What is being asked. Return the full set of entries exactly. Omit none.

=== Material for this task ===

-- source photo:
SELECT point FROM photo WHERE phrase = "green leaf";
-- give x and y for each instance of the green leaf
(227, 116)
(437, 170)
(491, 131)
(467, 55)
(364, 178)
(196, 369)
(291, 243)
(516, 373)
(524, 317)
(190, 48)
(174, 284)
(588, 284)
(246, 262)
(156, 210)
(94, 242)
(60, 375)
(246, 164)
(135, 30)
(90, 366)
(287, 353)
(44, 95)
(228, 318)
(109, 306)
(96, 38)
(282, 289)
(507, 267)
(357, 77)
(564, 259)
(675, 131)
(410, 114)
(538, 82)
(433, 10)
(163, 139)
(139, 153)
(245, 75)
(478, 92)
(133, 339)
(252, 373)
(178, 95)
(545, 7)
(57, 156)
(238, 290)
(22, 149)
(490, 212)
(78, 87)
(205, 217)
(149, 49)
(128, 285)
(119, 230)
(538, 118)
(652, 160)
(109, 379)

===

Response area.
-- source photo:
SELECT point FROM photo WHERE phrase = "green leaf";
-- give x and y for each instance of the green leaf
(227, 116)
(437, 170)
(491, 131)
(467, 55)
(364, 178)
(196, 369)
(291, 243)
(516, 373)
(524, 317)
(190, 48)
(174, 284)
(588, 284)
(246, 262)
(156, 210)
(94, 242)
(60, 375)
(246, 164)
(135, 30)
(90, 366)
(287, 353)
(44, 95)
(228, 318)
(109, 306)
(96, 38)
(282, 289)
(507, 267)
(357, 77)
(564, 259)
(675, 131)
(410, 114)
(538, 82)
(433, 10)
(163, 139)
(139, 153)
(245, 75)
(478, 92)
(133, 339)
(252, 373)
(178, 95)
(545, 7)
(57, 156)
(238, 290)
(22, 149)
(490, 212)
(78, 87)
(205, 217)
(149, 49)
(128, 285)
(119, 230)
(538, 118)
(652, 160)
(109, 379)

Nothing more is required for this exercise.